» WHAT IS NEEDED:
Repeat the rows below word for word, leaving out the pictures.

[Pointing dataset rows]
"""

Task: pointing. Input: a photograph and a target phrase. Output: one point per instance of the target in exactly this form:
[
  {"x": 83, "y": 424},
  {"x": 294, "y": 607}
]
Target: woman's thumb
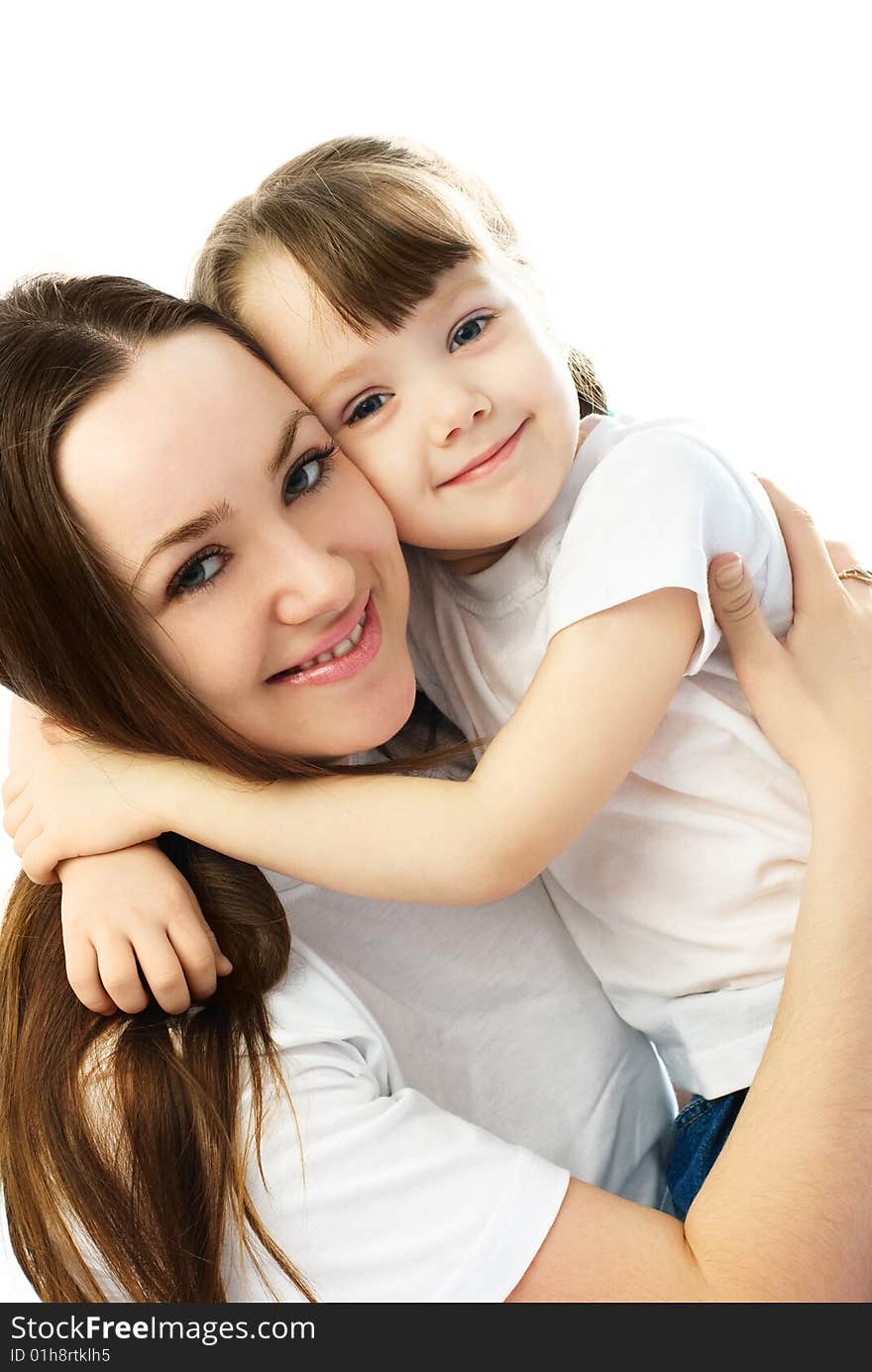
[{"x": 737, "y": 613}]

"""

» SOLUTION TO THIS TASK:
Task: pointing. Input: a photograph and a target phrase. Output: one point per instance of the target in exactly this form:
[
  {"x": 83, "y": 424},
  {"x": 294, "y": 607}
]
Target: woman's thumb
[{"x": 737, "y": 613}]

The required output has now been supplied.